Set tasks
(a) In the LifeWay discussion, translate this sentence into Spanish: "This varies by state, but here in Iowa, Non Compete laws are hard to defend."
(b) Answer these questions from the LifeWay discussion:
(i) Which publisher is Thom Ranier's disputed partnership with?
(ii) In what city and state is Tyler a pastor?
(iii) What kind of clause does the Iowa commenter say is used instead of non-compete penalties?
(c) Resume the LifeWay discussion, picking up after its final sentence.

Excerpted passage

● ● ● ●

LifeWay Calls Off Lawsuit Against Former President

“Update: The Southern Baptist publisher will instead try to resolve its disagreement with Thom Ranier over whether he can now partner with Tyndale.” - C.Today

Discussion

Hopefully they consider the meaning of their noncompete contracts (man of God, take a long vacation!) and walk away from that, and use this as an opportunity to restructure to meet their current footprint needs.

Aspiring to be a stick in the mud.

The organization seems like such a joke, now. What clowns.

Tyler is a pastor in Olympia, WA and works in State government.

This varies by state, but here in Iowa, Non Compete laws are hard to defend. I mean that it is hard for an employer to enforce non compete penalties. Instead, we use a “Liquidated Damages” clause. The idea is, “Sure, you can leave the group and compete with us, but by doing so, you take away earnings from the company, so you will need to pay damages. And we agree when we join to the calculation we use.

My point is, I’m not sure if his contract really has a “non-compete.” It might be Liquidated Damages. That would mean that he joins this company and the company promotes him and helps his outreach and the company earns a profit from his work. And then once they have put in the work and expense of promoting him, he chooses to leave and write for another publisher because the fees are less and he is popular enough that he doesn’t need promotion any more. Well, that cheats the company out of the profit associated with his work (some of which they deserve since the promoted him not knowing whether he would become popular). If that’s the case, then it isn’t, “You can’t do ministry if it’s not with us.” It’s, “We have a right to future earnings based on the relationship we have had. So if you’re leaving us, write all you want, but you still owe us.”

● ● ● ●

Stored data
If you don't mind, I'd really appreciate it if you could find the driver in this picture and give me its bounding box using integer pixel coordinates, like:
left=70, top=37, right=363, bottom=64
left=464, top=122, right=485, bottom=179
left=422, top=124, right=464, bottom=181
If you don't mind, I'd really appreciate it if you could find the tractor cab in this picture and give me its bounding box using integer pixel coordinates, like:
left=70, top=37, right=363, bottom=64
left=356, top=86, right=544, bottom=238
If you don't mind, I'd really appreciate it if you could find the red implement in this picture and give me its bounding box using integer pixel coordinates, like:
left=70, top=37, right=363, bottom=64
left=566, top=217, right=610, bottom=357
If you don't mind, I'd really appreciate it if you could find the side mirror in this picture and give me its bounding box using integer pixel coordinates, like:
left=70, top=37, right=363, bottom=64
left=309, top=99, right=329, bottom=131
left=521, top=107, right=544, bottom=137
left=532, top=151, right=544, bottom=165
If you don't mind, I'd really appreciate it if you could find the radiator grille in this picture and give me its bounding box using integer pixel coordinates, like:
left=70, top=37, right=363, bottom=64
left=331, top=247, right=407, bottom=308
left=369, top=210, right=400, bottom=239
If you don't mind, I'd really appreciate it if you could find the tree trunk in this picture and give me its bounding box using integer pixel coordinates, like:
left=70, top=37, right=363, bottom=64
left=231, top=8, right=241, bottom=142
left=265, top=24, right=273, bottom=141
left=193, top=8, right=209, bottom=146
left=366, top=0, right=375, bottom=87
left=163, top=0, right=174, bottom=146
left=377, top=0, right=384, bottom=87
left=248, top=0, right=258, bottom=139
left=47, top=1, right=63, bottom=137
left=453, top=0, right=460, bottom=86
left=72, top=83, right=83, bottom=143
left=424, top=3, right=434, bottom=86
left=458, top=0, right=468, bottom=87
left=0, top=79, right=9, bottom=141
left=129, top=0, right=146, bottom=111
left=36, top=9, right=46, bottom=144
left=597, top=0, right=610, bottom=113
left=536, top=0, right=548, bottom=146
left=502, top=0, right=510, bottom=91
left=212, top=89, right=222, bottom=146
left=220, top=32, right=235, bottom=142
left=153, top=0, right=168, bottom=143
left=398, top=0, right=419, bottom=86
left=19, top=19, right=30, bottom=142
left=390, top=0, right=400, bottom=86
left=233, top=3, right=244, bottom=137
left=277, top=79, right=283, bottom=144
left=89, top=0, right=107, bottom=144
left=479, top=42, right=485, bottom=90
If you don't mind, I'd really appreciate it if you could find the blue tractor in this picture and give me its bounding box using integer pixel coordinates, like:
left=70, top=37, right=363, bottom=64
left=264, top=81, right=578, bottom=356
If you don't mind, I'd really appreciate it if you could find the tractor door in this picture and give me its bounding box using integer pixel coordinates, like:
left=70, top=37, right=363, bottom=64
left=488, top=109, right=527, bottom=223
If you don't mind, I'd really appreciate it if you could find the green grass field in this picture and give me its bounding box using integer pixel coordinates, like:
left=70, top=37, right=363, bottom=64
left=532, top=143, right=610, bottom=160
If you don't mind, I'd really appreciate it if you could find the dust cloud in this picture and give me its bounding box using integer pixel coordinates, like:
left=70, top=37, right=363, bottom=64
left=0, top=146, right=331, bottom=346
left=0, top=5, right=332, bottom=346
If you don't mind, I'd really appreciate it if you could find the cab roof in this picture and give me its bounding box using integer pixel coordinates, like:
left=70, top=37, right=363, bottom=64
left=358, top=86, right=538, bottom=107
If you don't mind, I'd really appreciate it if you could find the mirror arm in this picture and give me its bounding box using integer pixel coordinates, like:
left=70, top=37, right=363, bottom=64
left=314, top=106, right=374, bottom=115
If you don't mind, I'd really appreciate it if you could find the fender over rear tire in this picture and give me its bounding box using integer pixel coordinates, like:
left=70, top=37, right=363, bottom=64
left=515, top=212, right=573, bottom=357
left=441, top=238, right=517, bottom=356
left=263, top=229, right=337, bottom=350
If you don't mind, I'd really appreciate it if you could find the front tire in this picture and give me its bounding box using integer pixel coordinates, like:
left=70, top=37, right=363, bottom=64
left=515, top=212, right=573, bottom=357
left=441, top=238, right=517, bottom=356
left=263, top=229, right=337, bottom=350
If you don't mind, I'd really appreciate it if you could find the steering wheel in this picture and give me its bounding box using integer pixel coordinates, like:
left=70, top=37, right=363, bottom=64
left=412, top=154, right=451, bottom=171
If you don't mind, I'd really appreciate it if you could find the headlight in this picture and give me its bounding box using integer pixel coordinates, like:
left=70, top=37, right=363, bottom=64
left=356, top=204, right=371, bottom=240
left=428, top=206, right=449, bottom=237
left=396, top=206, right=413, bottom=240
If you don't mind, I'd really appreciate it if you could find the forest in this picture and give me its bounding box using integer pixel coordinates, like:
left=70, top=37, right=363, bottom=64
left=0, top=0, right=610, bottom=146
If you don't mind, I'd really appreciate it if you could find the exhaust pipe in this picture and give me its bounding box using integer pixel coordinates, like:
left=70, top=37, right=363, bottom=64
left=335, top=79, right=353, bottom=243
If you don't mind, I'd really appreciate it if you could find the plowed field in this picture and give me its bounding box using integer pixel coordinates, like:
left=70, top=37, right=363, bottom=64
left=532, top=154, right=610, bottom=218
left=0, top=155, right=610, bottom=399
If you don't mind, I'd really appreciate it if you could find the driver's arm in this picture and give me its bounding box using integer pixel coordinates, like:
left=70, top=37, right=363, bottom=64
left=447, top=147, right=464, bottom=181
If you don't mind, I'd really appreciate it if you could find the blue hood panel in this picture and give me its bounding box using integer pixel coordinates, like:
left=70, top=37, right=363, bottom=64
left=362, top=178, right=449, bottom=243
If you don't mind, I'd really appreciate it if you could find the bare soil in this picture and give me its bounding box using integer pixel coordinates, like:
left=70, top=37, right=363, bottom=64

● ● ● ●

Responses for each task
(a) Esto varía según el estado, pero aquí en Iowa las leyes de no competencia son difíciles de defender.

(b)
(i) Tyndale
(ii) Olympia, WA
(iii) A "Liquidated Damages" clause

(c)
Dan, understood, but the original part of the suit referred to the possibility of secrets being revealed, and that’s not something that someone who was just working with editors and promoters would know. That would have to do with his role as President of Lifeway, which makes a lawsuit for writing a book especially puzzling.

I can see “here’s our contract to publish and publicize your next three books, and the overall cost of $x will be scheduled to be forgiven at this rate as you publish your books”, and if you break that contract, sure. But that’s not what the lawsuit excerpt I saw was suggesting.

Aspiring to be a stick in the mud.

According to Sam Rainer, who I’d assume is Thom’s son, it’s back on. Call me skeptical, again, that the former President of Lifeway would violate his oath of confidentiality and release their secrets in the process of writing a book, and for that matter, count me somewhat skeptical that editors and publicizers at Tyndale would (a) know intuitively how important that information is to their executives, (b) would pass that information on to their management instead of telling Rainer that they couldn’t work with that or him, and (c) Tyndale management would accept and use that instead of quietly stating that since the information was wrongly gained, they would abstain from using it.

Unless, of course, Tyndale is secretly owned by the New York Times company, which of course routinely uses felonious leaks of classified and private information as long as they work against Republicans. (or the Washington Post)

Aspiring to be a stick in the mud.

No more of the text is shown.